**Brief:**
If a line of the data below holds the string "within", copy it.

**Provided entries:**
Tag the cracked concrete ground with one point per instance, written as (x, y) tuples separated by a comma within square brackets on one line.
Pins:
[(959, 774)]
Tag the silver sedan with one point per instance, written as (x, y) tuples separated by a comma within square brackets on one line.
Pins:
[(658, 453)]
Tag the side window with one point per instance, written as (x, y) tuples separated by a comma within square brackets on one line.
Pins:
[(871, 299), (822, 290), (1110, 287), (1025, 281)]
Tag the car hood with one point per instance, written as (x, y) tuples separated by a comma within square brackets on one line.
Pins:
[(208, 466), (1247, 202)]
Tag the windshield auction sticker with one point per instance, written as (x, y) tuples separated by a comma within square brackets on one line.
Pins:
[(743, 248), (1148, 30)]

...

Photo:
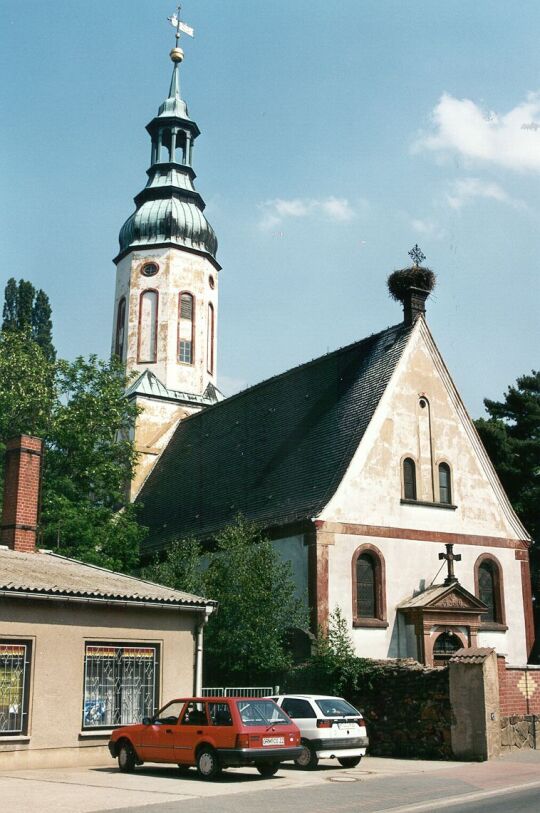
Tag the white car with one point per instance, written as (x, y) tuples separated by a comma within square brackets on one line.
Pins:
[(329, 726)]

**Completed task:**
Tag the cracked concrete ground with one point per instance, written as (x, y) tuples separated by a comma within square brackets on one line.
Tag the silver sedan with one point per instance, written as (x, y) tuples separated by a comma within square brackets on one line.
Tag the side window with one point per instance, written as (x, y) tuples separated by a comma within square brackets on one line.
Tag the car hood with one point per instance, written as (x, y) tuples separated by a comma within square brackets on one line.
Tag the windshield auction sticker with one point per instance, written as (x, y) tuples separated by a comma within square brackets on one line.
Tag the white car with one point per instance, written as (x, y) tuples separated by a comma within square brackets on one line.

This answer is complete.